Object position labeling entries
[BEGIN]

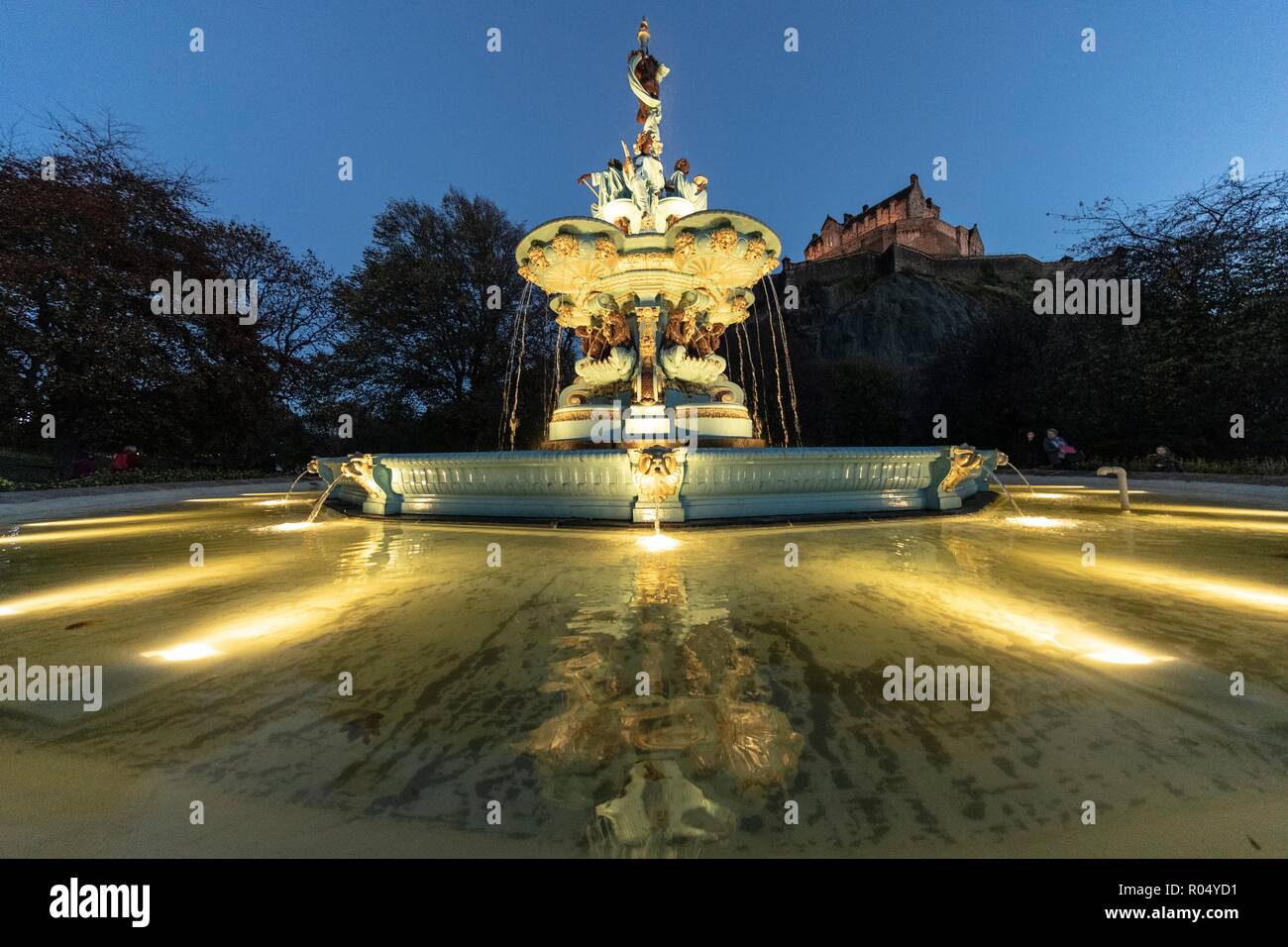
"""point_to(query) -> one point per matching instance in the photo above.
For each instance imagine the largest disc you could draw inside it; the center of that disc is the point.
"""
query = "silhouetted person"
(1057, 450)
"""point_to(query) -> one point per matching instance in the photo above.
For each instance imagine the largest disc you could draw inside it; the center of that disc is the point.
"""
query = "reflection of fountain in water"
(681, 751)
(1008, 492)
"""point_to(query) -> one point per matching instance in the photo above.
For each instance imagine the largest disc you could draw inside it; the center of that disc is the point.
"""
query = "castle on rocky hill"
(906, 218)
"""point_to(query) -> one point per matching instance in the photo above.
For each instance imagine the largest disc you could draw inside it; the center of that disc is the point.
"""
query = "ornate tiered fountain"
(652, 428)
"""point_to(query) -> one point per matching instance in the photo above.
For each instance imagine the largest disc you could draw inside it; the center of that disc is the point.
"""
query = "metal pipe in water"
(1124, 499)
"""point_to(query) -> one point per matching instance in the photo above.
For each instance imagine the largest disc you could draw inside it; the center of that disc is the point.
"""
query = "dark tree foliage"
(429, 318)
(88, 224)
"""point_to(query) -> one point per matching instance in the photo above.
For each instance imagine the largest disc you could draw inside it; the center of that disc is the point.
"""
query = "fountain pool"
(518, 684)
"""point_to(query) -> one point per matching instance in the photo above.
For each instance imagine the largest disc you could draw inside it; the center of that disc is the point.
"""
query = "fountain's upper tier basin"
(698, 483)
(715, 252)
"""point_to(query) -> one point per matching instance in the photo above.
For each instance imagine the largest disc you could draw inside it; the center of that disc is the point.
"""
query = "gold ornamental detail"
(684, 247)
(965, 464)
(725, 239)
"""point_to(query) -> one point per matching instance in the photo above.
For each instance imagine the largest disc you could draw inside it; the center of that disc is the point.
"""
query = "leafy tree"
(429, 318)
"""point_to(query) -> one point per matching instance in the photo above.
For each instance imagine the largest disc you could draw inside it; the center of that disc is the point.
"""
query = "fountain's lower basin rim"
(711, 483)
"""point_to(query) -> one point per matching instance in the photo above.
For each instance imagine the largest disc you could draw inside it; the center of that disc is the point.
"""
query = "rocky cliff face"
(900, 307)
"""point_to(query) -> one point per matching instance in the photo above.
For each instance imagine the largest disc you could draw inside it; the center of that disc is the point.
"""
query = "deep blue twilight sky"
(1028, 123)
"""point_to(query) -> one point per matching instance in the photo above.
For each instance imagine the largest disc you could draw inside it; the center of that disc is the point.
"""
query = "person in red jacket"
(125, 459)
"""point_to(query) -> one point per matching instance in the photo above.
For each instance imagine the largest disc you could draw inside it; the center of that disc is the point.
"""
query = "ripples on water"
(618, 701)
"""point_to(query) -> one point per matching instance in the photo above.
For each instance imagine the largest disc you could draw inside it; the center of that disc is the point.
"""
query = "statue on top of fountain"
(635, 195)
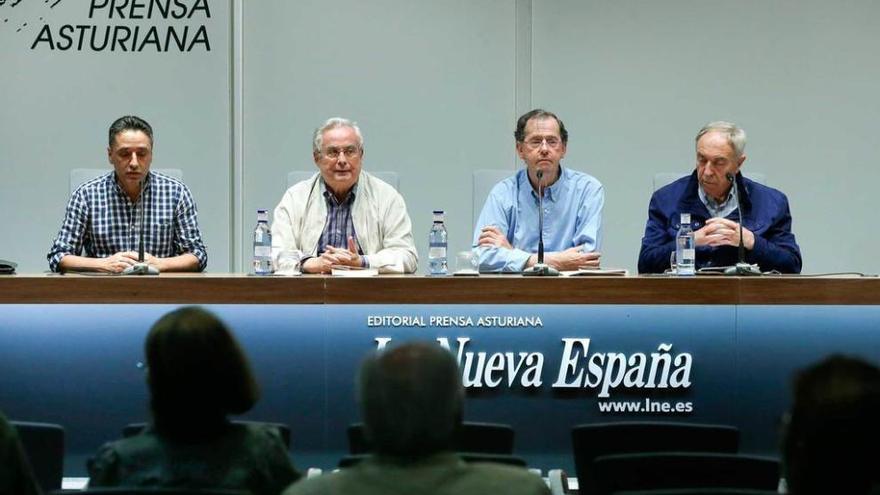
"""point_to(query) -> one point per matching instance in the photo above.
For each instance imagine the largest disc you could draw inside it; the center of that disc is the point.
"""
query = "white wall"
(431, 85)
(635, 80)
(437, 86)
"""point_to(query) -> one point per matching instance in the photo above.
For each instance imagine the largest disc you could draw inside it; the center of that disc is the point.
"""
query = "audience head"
(832, 434)
(411, 399)
(197, 373)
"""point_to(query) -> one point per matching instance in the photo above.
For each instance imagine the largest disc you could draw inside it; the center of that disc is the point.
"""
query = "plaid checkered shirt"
(340, 226)
(101, 219)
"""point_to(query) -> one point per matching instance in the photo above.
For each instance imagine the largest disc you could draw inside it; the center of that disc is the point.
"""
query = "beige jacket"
(380, 219)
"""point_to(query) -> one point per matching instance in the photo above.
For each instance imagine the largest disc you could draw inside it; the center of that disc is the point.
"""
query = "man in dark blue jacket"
(707, 195)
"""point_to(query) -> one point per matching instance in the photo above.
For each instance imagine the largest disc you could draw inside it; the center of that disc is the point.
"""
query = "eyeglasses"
(536, 142)
(350, 152)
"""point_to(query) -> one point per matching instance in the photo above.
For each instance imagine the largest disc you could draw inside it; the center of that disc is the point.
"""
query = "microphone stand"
(540, 269)
(141, 267)
(741, 268)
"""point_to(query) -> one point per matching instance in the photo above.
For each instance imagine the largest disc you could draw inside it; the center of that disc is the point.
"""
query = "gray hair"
(735, 134)
(334, 123)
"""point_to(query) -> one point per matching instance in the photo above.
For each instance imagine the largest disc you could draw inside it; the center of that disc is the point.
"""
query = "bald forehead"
(542, 126)
(716, 140)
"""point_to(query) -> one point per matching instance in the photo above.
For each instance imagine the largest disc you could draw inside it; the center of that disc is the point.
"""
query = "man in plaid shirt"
(103, 215)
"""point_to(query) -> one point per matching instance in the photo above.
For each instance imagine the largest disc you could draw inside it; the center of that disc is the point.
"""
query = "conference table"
(541, 354)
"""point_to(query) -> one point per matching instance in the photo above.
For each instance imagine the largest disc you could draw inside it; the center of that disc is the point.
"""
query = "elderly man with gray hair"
(342, 215)
(707, 195)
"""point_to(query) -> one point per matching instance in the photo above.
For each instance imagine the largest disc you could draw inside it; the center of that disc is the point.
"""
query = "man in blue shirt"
(506, 235)
(103, 216)
(707, 195)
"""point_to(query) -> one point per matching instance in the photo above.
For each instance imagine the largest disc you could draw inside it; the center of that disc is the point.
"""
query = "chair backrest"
(151, 491)
(43, 443)
(78, 176)
(386, 176)
(510, 460)
(133, 429)
(620, 472)
(663, 178)
(470, 438)
(590, 441)
(699, 491)
(484, 181)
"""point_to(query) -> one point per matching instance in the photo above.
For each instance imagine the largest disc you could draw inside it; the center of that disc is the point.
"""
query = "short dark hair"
(538, 113)
(411, 400)
(129, 123)
(831, 439)
(197, 372)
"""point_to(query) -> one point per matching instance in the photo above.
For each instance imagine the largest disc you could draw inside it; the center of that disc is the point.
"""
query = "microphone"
(141, 268)
(540, 269)
(741, 267)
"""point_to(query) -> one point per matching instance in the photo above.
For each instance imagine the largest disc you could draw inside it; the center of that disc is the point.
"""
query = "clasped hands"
(118, 262)
(570, 259)
(723, 232)
(333, 256)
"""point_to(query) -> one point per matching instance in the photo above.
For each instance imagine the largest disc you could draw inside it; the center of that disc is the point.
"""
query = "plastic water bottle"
(263, 245)
(437, 244)
(685, 248)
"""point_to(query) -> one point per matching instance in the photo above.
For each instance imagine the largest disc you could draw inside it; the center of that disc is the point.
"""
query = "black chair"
(510, 460)
(471, 437)
(150, 491)
(668, 470)
(43, 443)
(593, 440)
(133, 429)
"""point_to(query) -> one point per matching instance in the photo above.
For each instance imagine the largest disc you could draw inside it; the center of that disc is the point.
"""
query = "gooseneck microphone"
(741, 267)
(141, 267)
(540, 269)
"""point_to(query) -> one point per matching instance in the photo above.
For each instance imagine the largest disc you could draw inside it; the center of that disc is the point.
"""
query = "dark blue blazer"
(765, 213)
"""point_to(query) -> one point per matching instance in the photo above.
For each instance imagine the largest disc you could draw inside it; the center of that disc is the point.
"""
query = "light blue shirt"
(572, 217)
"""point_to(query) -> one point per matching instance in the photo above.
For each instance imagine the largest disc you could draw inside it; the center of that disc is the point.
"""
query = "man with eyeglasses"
(342, 215)
(506, 235)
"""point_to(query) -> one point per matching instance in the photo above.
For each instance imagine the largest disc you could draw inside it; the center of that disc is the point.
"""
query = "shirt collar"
(147, 181)
(710, 202)
(331, 198)
(550, 192)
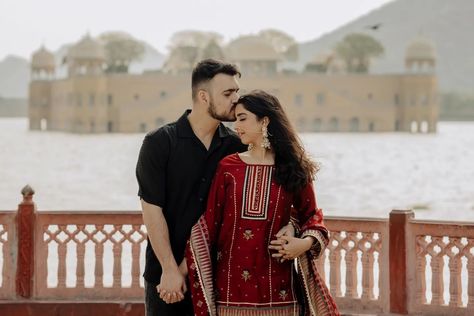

[END]

__To be done__. Pull out every line of the records above that contains the string "gray", matching case exactly.

__Answer to the exercise__.
query = "gray hair"
query = "elderly man with gray hair"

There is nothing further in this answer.